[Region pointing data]

=====

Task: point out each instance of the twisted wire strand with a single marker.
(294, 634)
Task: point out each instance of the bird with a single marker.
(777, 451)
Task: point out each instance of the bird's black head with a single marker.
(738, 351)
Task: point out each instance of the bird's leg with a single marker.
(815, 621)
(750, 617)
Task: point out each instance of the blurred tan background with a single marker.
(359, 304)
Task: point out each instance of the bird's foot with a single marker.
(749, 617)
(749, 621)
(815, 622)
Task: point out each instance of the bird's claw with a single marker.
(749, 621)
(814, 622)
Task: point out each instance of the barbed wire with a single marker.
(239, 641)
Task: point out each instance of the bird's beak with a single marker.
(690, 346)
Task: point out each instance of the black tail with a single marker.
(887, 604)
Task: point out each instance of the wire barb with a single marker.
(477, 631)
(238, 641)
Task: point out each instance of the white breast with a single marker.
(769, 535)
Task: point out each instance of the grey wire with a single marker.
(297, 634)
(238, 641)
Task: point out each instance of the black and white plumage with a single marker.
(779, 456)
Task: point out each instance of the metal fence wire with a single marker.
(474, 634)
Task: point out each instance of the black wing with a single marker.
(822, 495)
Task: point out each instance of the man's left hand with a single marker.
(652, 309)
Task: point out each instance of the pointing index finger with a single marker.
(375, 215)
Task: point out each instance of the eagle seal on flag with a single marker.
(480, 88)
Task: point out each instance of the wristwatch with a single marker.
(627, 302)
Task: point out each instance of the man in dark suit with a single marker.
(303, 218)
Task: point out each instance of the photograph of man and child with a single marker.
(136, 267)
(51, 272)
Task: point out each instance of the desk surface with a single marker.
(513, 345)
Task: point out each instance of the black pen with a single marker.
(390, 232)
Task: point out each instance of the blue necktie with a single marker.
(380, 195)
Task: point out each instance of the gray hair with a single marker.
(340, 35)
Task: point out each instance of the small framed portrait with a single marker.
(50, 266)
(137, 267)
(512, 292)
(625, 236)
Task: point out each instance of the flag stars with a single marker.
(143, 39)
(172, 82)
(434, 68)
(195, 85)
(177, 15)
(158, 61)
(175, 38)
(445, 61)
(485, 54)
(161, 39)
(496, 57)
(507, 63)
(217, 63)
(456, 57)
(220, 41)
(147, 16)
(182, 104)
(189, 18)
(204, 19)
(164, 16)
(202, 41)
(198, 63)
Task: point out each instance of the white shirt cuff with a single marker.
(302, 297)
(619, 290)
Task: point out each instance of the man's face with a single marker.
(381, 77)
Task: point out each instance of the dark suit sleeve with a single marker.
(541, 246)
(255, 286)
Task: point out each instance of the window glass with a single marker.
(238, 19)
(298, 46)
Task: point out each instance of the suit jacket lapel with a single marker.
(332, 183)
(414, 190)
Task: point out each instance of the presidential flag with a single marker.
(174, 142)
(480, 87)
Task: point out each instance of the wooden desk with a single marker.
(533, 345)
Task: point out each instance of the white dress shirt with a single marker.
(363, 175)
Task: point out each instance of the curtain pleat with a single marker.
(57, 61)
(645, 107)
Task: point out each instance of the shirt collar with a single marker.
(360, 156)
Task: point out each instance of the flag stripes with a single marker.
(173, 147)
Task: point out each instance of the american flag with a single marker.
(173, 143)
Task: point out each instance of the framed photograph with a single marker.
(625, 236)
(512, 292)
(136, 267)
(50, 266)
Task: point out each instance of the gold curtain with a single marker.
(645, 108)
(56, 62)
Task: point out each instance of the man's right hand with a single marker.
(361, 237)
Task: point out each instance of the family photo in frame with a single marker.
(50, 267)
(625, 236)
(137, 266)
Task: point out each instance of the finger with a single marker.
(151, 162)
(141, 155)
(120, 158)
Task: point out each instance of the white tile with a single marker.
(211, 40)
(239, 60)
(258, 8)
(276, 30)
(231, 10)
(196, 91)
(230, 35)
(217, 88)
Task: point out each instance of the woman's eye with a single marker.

=====

### Task description
An exact copy of every line from the one containing "Task: point out each instance of the white tile" through the last line of the entries is required; please add nothing.

### Result of the task
Task: point out each instance of the white tile with a single marker.
(211, 40)
(239, 60)
(258, 8)
(276, 30)
(231, 10)
(196, 91)
(230, 35)
(217, 88)
Task: point out each instance of the woman's eye with a single marker.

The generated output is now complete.